### LISTED RECORDS
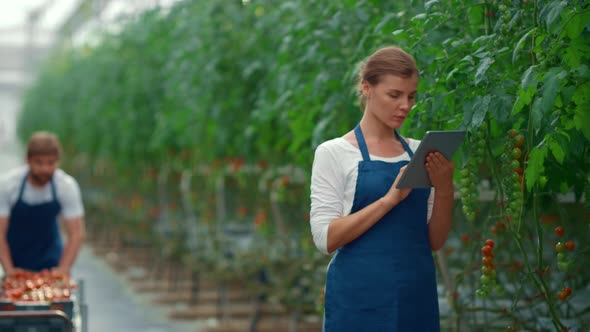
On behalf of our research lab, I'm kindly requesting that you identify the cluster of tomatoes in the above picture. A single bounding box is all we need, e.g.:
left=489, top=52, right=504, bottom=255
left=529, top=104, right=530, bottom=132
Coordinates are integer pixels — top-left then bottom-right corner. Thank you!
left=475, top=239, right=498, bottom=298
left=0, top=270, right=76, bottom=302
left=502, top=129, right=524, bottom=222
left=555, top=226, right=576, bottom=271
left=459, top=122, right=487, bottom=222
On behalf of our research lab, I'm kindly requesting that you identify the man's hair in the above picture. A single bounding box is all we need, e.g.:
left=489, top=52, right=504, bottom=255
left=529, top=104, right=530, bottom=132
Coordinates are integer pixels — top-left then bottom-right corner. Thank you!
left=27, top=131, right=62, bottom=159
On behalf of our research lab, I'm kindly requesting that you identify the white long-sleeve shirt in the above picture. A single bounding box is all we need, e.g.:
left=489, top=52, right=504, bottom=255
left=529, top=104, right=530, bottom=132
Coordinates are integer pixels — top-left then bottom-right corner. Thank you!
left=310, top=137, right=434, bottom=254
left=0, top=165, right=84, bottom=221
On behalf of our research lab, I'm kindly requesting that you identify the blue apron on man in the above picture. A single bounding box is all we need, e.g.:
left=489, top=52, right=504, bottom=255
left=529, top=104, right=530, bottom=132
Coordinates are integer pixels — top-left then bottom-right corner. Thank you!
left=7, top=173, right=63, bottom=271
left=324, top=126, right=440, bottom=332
######
Could you reproduce the entire listing above word for word, omitting the pictures?

On behalf of our research lab, I'm kindly requesting that you identify the cluster of tomatoes in the above picture. A single bounding box is all we need, e.g.:
left=489, top=52, right=504, bottom=255
left=529, top=104, right=530, bottom=132
Coordinates are integer pixels — top-left then bottom-right corner. Thank you!
left=475, top=239, right=498, bottom=298
left=0, top=270, right=76, bottom=302
left=502, top=129, right=524, bottom=222
left=555, top=226, right=576, bottom=271
left=459, top=122, right=487, bottom=222
On behalf of our research lab, I'm kindly requesting that you identify the man's hair in the above picture. A single bounding box is all we need, e.g.:
left=489, top=52, right=504, bottom=255
left=529, top=104, right=530, bottom=132
Coordinates are integer pixels — top-left then bottom-right corner. Thank you!
left=27, top=131, right=62, bottom=159
On behalf of our research lab, I'm kindly requesting that you identify the white long-sleeve shirt in the above picture. A single bounding box is all we need, e.g.:
left=489, top=52, right=504, bottom=255
left=529, top=104, right=530, bottom=132
Coordinates are integer pixels — top-left then bottom-right corner. Thank you!
left=310, top=137, right=434, bottom=254
left=0, top=165, right=84, bottom=221
On behalf of our research lab, I'm kindly requesting that you identify the blue apron on man in the above picture. A single bounding box is all we need, e.g.:
left=489, top=52, right=504, bottom=255
left=529, top=104, right=530, bottom=132
Coordinates are integer pixels — top-left then bottom-right corner. Thank you!
left=7, top=173, right=63, bottom=271
left=324, top=126, right=440, bottom=332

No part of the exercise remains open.